**TRECHO:**
Deste primeiro ano, destacam-se medidas que se tornaram inevitáveis, na sequência da fortíssima luta que os professores desenvolveram. O governo da AD tomou-as, como outros teriam de as tomar, sob pena de a luta não parar. São medidas importantes, mas que deixaram pontas por resolver, algumas delas bastante grossas, razão por que a FENPROF, embora reconhecendo avanços, acabou por não as legitimar com o seu acordo.

Quatro exemplos de medidas importantes por resolver

  • a recuperação do tempo de serviço que, não se negando a importância para milhares de docentes, deixou de fora também alguns milhares e não resolveu o problema das ultrapassagens por não prever, para todos, a recuperação integral do tempo de serviço que cumpriram;
  • a Mobilidade por Doença que passará a ter um novo regime, melhor do que o anterior, mas manterá o formato de concurso, quando a atenção a dispensar a quem tem uma doença incapacitante exige um regime de proteção e não um concurso, como se exigiria a consideração de outras doenças que também são incapacitantes, embora não constem de uma lista com quase quarenta anos;
  • a criação de um apoio a docentes deslocados da área de residência familiar, mas que exclui quem exerce funções em 574 dos 808 agrupamentos e escolas não agrupadas;
  • a fragilidade das medidas avulsas anunciadas como visando resolver o problema da falta de professores, tornando atrativa a profissão. O regresso de apenas cinquenta e seis aposentados dos muitos milhares que se aposentaram nos últimos cinco anos é retrato fiel do insucesso da generalidade das medidas.

**DADOS DISPONÍVEIS:**
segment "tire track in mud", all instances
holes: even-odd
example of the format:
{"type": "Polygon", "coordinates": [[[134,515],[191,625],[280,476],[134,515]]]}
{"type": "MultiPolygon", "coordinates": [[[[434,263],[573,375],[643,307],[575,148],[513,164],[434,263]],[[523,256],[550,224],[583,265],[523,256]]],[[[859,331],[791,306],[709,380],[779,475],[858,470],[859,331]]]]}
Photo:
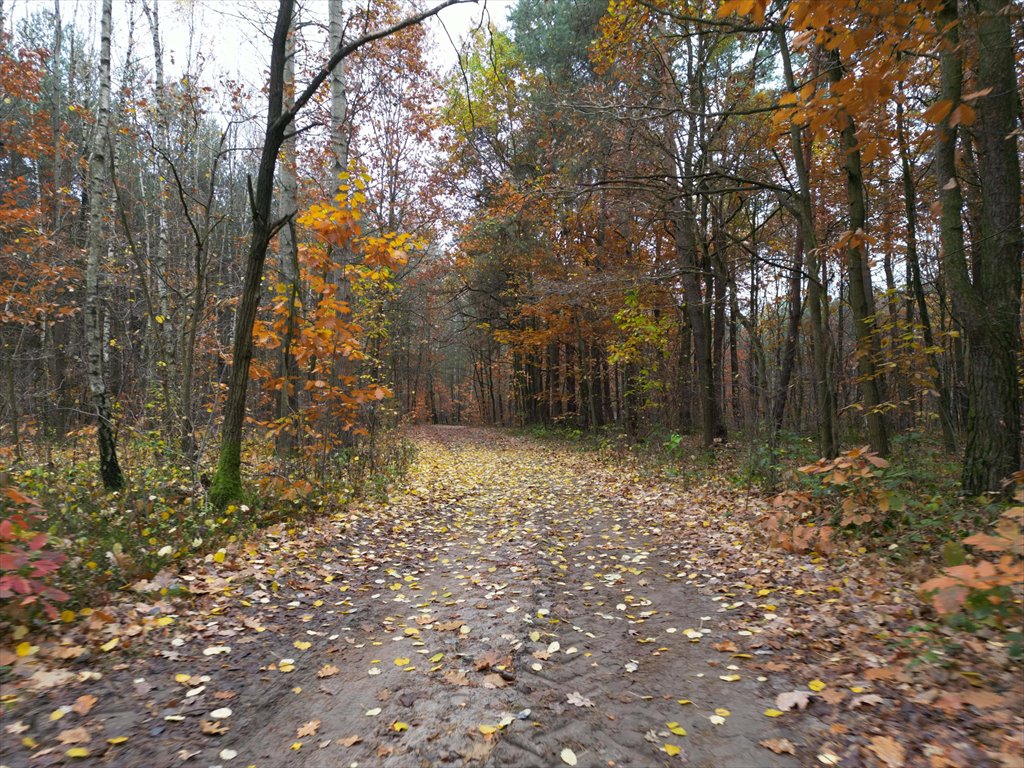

**ORDEM DE TRABALHO 1:**
Atualize o trecho começando em "Deste primeiro ano, destacam-se" e terminando em "o seu acordo.", pondo "contestação" no lugar de "luta".
**ORDEM DE TRABALHO 2:**
Segundo o trecho, quem fica excluído do apoio a docentes deslocados da área de residência familiar?

**SOLUÇÃO 1:**
Deste primeiro ano, destacam-se medidas que se tornaram inevitáveis, na sequência da fortíssima contestação que os professores desenvolveram. O governo da AD tomou-as, como outros teriam de as tomar, sob pena de a contestação não parar. São medidas importantes, mas que deixaram pontas por resolver, algumas delas bastante grossas, razão por que a FENPROF, embora reconhecendo avanços, acabou por não as legitimar com o seu acordo.

**SOLUÇÃO 2:**
Fica excluído quem exerce funções em 574 dos 808 agrupamentos e escolas não agrupadas.